● **Task objective**
Pick up the blog post on the Torah portion Ki Teitzei after its last sentence and carry it forward.

● **Text section**
Sunday, August 18, 2013

Ki Teitzei

Ki Teitzei is always the alarm clock that means my life is going back into full active mode from summer.  The High Holy Days and the start of Religious School are on the way.  Time to write will obviously be a little more difficult for a week or two but I will try to keep up.  So here is an attempt at a bit of Torah.

This Torah portion is a dense one.  It contains 74 of the 613 mitzvot in the Torah.  There is a variety of laws here and many due with everyday life.  The Torah does that.  It gives us rules that define without question those things we can and cannot do.  So I was thinking of this the other day when I got into a discussion about a particular violation of Torah.

In discussion about what is Jewish I stated that all things Jews do are Jewish, which was immediately responded to with "what about eating pork".  I thought about that and well I am not sure that eating pork is completely non-Jewish.  At least not for some Jews.

● **Recorded data**
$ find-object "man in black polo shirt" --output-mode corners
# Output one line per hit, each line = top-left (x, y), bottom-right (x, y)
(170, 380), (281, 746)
* * *
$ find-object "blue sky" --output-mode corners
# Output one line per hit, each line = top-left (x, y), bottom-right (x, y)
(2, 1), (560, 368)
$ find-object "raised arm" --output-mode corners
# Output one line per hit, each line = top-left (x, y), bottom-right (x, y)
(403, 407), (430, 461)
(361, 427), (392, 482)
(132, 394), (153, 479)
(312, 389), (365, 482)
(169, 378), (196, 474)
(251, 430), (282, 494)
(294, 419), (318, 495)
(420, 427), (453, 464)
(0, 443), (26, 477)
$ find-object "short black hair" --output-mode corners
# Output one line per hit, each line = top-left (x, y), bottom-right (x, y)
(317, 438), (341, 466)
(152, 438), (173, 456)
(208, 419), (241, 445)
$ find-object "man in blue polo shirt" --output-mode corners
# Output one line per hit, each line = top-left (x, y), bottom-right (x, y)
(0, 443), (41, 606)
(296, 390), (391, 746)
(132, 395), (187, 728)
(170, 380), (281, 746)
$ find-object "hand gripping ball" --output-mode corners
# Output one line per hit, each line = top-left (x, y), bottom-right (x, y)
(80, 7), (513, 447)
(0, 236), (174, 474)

● **Reply to the exercise**
Before I explain that let me be clear that I do not eat pork.  While I try hard to keep kosher and do so in my home.  Even if I have make some concessions when outside of my home, I keep a form of kosher that means I don't eat non-kosher animals, shellfish etc.  For me pork itself is a big one.  I can't eat it. Quoting Rabbi Richard Hirsh on a Reconstructionist approach to Kashrut I read this:

I was enticed by the meaning inherent in the surrender of former favorite foods. A verse from The God of Daniel S., an introduction to Reconstructionism written by Rabbi Alan Miller, resonated strongly:

". . . He had simply woken up one day to find that he could no longer eat with impunity an animal whose flesh his ancestors had resisted eating to the point of death."

The other thing that strikes me is that eating is an essential act for life, and when eating animals, takes a life with feelings and emotions.  An animal must die for us to eat it.  Knowing the rules of Kashrut helps me understand the importance of how the animal is respected when raised as kosher food.  It also makes the act of eating holy and frankly the the Torah's laws are designed to make our actions all holy.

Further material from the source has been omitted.